Brief
Please return the passage of the no-moat philanthropy reflection between "Five years ago, we" and "LESS. ENABLE MORE.", inclusive, copied word for word.

Supplied text
┌──

Learning

Five-Year Reflection: No Moat Philanthropy

DATE

October 24, 2017

Contributors: Jen Ford Reedy

There’s a famous (in philanthropy) quote that defines foundations as “a large body of money completely surrounded by people who want some.”

There’s truth in this statement, and it can lead foundations to have a fortress mentality — building moats and barricades in the form of needle-eye guidelines or brick wall websites. The stronger our defenses, however, the more difficult it is to be exposed to enough ideas and engage with enough people to be truly effective.

Over the past five years at the Bush Foundation, we have worked actively against this fortress mentality. We believe our efforts have made us smarter and more effective. Here’s what we have done, in the form of five principles of no-moat philanthropy:

Principle #1: Get excited about other people’s ideas

Five years ago, we operated initiatives focused on three specific goals. This approach posed some challenges, and in our pursuit of these goals, we became our own largest strategic constraint. Planning and executing the work at a pace to consume all of our payout was difficult. It was also difficult to be relevant in all corners of the region and to fund the best ideas without having ways to solicit and consider ideas that were not our own. Basically, we were only as smart as we were smart and only as effective as we were effective.

In the past five years, we have changed both our mindset and our processes to try to find the best possible ideas and to trust and invest in others to do the work. Specifically, we have worked to:

DO LESS. ENABLE MORE.

The first thing we did was to ease our grip on controlling our funding. We adopted “do less, enable more” as a mantra to push ourselves to focus as much as possible on getting money out to community organizations. We cut the number of consultants we were directly managing to advance our agenda and redirected those funds to grants. Within one year, we increased the percentage of our payout that goes out in the form of grants from 64% to 75%.

└──

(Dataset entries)

┌──

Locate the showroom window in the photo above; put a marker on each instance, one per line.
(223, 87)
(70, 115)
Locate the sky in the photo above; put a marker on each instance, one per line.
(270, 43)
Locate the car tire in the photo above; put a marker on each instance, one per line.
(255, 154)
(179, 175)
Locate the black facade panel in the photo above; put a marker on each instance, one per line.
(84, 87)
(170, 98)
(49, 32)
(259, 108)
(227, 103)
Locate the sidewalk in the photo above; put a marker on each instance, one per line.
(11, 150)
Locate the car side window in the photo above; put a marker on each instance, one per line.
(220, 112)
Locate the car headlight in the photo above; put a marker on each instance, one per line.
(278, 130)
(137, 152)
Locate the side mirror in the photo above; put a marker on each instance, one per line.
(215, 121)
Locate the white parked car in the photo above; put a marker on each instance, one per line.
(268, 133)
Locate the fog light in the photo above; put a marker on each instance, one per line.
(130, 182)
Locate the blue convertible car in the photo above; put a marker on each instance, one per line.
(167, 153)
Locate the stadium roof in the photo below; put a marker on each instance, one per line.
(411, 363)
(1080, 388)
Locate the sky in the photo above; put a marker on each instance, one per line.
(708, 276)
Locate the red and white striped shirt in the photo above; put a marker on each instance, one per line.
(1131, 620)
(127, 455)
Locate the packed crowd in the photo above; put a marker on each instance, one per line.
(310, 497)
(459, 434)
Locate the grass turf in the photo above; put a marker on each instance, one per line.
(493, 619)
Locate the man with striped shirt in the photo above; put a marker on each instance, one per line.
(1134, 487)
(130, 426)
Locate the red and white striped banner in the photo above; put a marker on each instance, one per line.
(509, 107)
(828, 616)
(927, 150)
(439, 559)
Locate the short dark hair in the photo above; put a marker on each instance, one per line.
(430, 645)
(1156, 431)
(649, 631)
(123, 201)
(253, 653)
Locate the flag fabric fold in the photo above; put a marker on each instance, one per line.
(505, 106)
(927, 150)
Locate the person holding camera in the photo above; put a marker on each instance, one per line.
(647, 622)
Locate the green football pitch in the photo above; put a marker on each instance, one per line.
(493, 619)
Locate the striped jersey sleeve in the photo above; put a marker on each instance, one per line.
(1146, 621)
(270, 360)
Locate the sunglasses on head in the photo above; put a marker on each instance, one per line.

└──

Completed exercise
Five years ago, we operated initiatives focused on three specific goals. This approach posed some challenges, and in our pursuit of these goals, we became our own largest strategic constraint. Planning and executing the work at a pace to consume all of our payout was difficult. It was also difficult to be relevant in all corners of the region and to fund the best ideas without having ways to solicit and consider ideas that were not our own. Basically, we were only as smart as we were smart and only as effective as we were effective.

In the past five years, we have changed both our mindset and our processes to try to find the best possible ideas and to trust and invest in others to do the work. Specifically, we have worked to:

DO LESS. ENABLE MORE.